== GIVEN ENTRIES ==
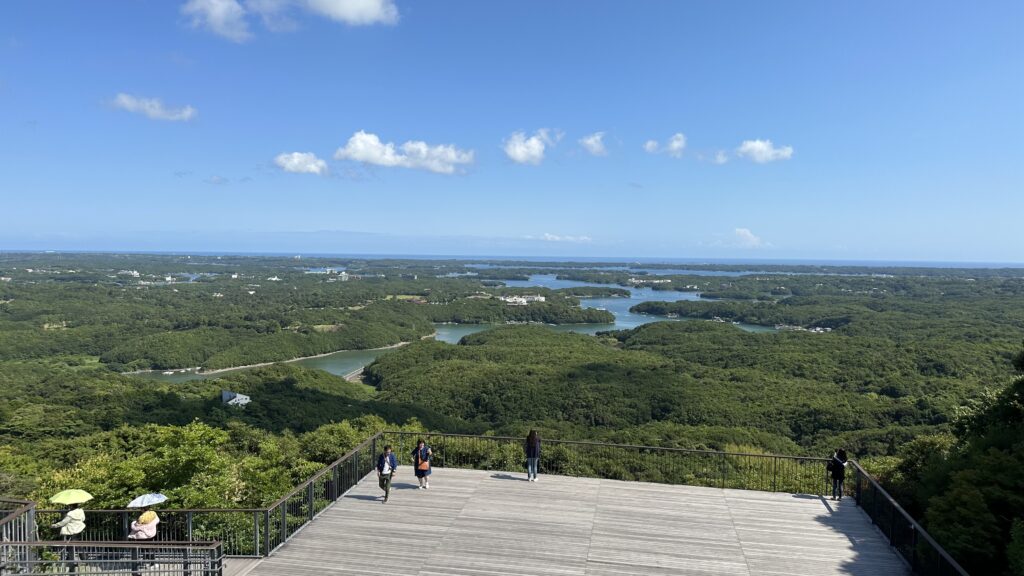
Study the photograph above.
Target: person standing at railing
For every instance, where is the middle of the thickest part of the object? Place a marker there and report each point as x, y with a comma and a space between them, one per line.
837, 466
386, 466
532, 450
72, 524
421, 459
145, 529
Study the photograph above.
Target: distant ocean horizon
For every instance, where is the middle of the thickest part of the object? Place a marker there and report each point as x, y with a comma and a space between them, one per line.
581, 259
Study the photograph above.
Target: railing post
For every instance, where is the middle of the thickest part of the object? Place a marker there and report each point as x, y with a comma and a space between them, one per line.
310, 494
284, 522
136, 570
255, 533
266, 532
914, 565
215, 562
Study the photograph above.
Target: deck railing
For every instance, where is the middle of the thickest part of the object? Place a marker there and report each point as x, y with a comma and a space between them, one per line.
924, 554
115, 559
17, 523
259, 532
622, 461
===
EXERCISE DESCRIPTION
Render all the data above as a two-column CSV with the headers instruction and response. Give one row per request with its text and its answer, put each in a single quoted field with line breaks replaced by spaces, and leave the pictures out.

COMPLETE ANSWER
instruction,response
"Study the photograph above. Target: person standing at railing For every instance, where is the middle of the thickest part of the object? Place a marker there and report each point as x, y with a comma and a space between them, one per line.","837, 466 386, 466 532, 450 72, 524 421, 459 145, 529"
"Study the photograph above. Target: distant ocean horizon For every instance, where is the middle of the thickest part of the object? Place a marker there and report each point as x, y with a comma and a space between them, one per line.","581, 259"
"Study the photograph above. Target: railing post For every instance, where is the middle of the thickest part of the object? Place a marker there and report each point as x, y with a comma and a space between them, one per line.","310, 494 284, 522 136, 570 255, 533 266, 532 914, 565 215, 562"
"Study the photograph above. Target: deck railing For every instance, where is the middle of the thickest part of the object? Place a marker there and report each point as x, y with a comma and a space between them, one per line.","924, 554 115, 559 17, 523 259, 532 622, 461"